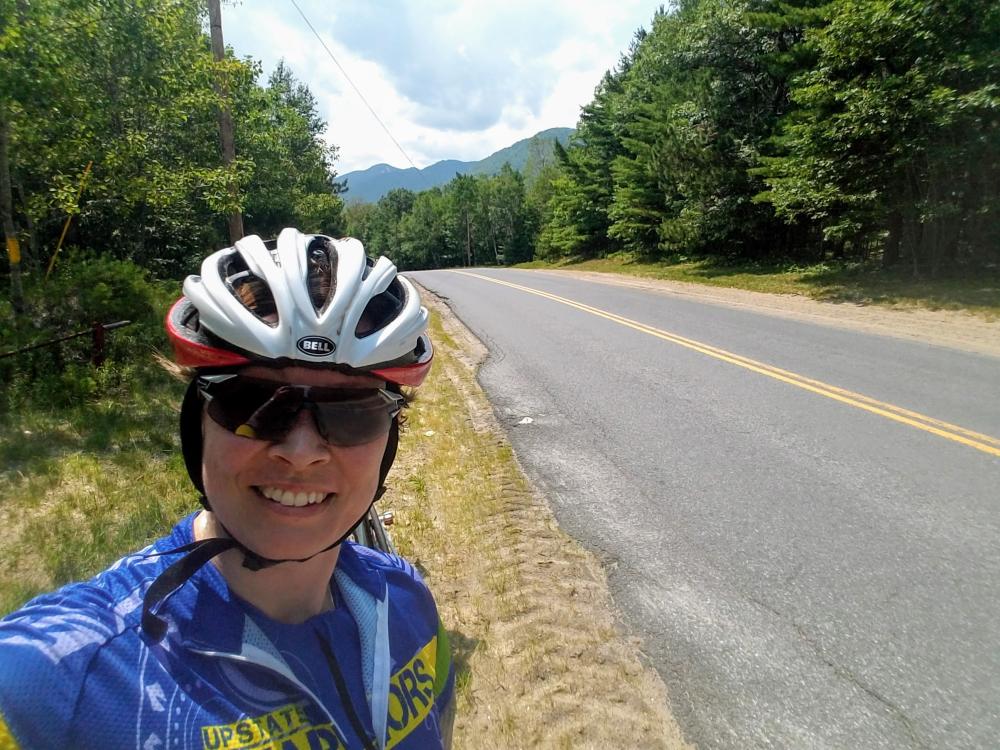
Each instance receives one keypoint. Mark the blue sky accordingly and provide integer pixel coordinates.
(451, 80)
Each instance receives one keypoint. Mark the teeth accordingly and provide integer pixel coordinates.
(292, 499)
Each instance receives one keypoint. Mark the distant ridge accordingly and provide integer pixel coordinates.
(368, 185)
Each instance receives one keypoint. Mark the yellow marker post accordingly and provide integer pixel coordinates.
(13, 250)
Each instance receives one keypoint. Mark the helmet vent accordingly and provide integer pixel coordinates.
(381, 310)
(252, 291)
(321, 272)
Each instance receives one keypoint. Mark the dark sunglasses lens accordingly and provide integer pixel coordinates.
(265, 411)
(253, 408)
(355, 422)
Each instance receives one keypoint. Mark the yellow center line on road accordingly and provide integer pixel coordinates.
(984, 443)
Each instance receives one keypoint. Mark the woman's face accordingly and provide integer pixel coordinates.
(252, 485)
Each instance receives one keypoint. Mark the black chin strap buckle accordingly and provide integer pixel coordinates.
(171, 579)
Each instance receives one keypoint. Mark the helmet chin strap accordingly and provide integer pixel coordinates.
(201, 551)
(198, 554)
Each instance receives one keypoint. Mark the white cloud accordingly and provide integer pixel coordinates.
(455, 80)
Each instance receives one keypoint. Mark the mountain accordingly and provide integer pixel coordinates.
(368, 185)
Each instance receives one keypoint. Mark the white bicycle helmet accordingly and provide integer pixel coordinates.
(305, 298)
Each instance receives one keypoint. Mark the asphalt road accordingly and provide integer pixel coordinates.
(805, 568)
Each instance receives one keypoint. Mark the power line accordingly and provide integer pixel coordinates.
(356, 89)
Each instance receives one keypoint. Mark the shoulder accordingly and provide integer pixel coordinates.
(50, 647)
(46, 649)
(370, 568)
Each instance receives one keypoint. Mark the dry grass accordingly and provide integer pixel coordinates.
(541, 661)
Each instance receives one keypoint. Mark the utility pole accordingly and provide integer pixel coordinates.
(225, 117)
(7, 215)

+===+

_WORK TO COMPLETE_. Copy every line of the records above verbatim, leaving out the picture.

_THE OUTPUT_.
Each instance receives one keypoint. Mark the blue sky accordingly and provide integer pixel coordinates.
(451, 80)
Each instance receives one keypoint. Mark the teeth accordingly and provide integer pixel coordinates.
(292, 499)
Each instance receives one keypoint. Mark the distant ridge accordingly and provide integer pixel coordinates.
(368, 185)
Each instance receives one keypoint. Mark the yellow marker post accordingly and provide integer pixel coordinates.
(13, 250)
Each instance receives one keypoint. Mark the helmet vent accordingly and provide integer pixel coordinates.
(381, 310)
(252, 291)
(321, 272)
Each instance receives one keypoint. Mark the dark sunglasses lens accordingly and provide integer pixel coordinates.
(265, 411)
(253, 408)
(355, 422)
Each instance receives one keypoint. Mark the yellow center line on road accordingly and provide integer pixel coordinates.
(984, 443)
Each instance receives one keypoint. Mark the woman's face accordingly and provide integer pixel coordinates.
(252, 485)
Each instance receives one keypoint. Mark the black chin strap buckle accordingly and provide integer pixel coordinates.
(171, 579)
Each instance receives one keypoint. Mark the helmet chin strap accordingly and provide integer pixel coordinates.
(201, 551)
(198, 554)
Each instance receives one keypoint. Mark the white cloud accordingly and provide integer pixel coordinates.
(455, 80)
Each instance receives one keypoint. Mark the mountain accordingly and provide integer pixel coordinates.
(368, 185)
Each instance receives one keypoint. Mark the white bicycle helmet accordingly and provide integer pixel coordinates.
(305, 298)
Each instance receives one keypoint. Mark the asphalt road accordingly and provide integer pixel coordinates.
(805, 568)
Each instance receives one keypoint. Mark the power line accordingly and provide integer pixel coordinates.
(356, 89)
Each instance receives one keypoint. Mark the shoulder accordingly and provide integer pixel coordinates.
(50, 647)
(46, 649)
(370, 568)
Each instance receives one keypoint. Mark the dry grass accordingly and provide integer pixel coordinates.
(541, 661)
Each instance receives one keypoint. Mark the utility pole accordingly and provide integer pixel coordinates.
(225, 117)
(7, 215)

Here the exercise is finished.